-- CHALLENGE --
Reproduce the listing below verbatim.
______________________________
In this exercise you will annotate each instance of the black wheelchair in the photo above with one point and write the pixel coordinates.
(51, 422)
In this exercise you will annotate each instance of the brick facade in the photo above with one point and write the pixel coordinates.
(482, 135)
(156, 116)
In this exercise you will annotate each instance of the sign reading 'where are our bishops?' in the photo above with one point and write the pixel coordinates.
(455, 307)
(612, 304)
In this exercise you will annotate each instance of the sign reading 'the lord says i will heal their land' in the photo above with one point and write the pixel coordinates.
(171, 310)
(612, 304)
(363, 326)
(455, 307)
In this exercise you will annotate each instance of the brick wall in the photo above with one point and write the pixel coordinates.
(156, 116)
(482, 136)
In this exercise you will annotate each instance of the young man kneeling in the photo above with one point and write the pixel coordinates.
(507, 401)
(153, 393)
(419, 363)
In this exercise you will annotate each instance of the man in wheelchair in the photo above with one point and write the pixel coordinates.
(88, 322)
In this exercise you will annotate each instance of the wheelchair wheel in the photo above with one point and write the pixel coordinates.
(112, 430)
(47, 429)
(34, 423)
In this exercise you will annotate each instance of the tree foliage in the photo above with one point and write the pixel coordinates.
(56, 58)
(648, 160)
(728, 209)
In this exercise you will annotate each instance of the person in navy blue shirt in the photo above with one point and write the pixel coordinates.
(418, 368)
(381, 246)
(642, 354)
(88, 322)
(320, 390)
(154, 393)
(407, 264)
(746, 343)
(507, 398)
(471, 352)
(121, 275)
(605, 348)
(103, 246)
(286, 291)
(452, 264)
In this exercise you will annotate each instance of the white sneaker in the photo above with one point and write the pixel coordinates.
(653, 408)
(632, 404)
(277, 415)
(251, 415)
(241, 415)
______________________________
-- RESPONSE TO THE EXERCISE --
In this exercise you will annotate each instance of the black wheelchair in the photo above with one point and write the pixel coordinates.
(51, 422)
In this exercise you will annotate each instance of the brick facade in the photo above with one point and write the pixel coordinates.
(482, 135)
(156, 116)
In this exercise you will annotate each instance of the sign reading 'where are our bishops?' in the photo above with one point and write the pixel coordinates.
(455, 307)
(612, 304)
In this exercise you will annotate each instance of the sign reading 'the lord says i will heal their land' in the photo above with one point and write the pixel coordinates.
(171, 310)
(612, 304)
(363, 326)
(455, 307)
In this exercise you will annotate each instance of the brick wall in the photo above with one point and write the pixel coordinates.
(156, 116)
(482, 136)
In this exercise you will annotate each instance of the young man kneeling in the photo above with one point and write the pixel coordinates.
(507, 401)
(153, 393)
(419, 363)
In this exercise you will annotate each instance of the man in wheelchair in the photo above with one point and write the pixel coordinates.
(88, 322)
In this exercise you will annotate each instance of the wheelchair wheel in the photo above with one point and write the pixel coordinates.
(112, 430)
(47, 429)
(34, 423)
In this exercise you will annotate each instance of the tree foliage in the photo above with one point and write the pixel coordinates.
(56, 58)
(648, 160)
(728, 209)
In this exercise you will annotate each instance of the person in navy blue shirt in the photo above with one point and write the pixel coordinates.
(418, 368)
(381, 246)
(642, 354)
(88, 322)
(320, 390)
(154, 393)
(407, 264)
(746, 343)
(507, 398)
(471, 352)
(121, 275)
(605, 348)
(103, 246)
(286, 291)
(452, 264)
In this exercise you will annotate each instance of the white sneaker in the photo above with one point and write the pixel coordinates.
(653, 408)
(632, 404)
(277, 415)
(251, 415)
(241, 415)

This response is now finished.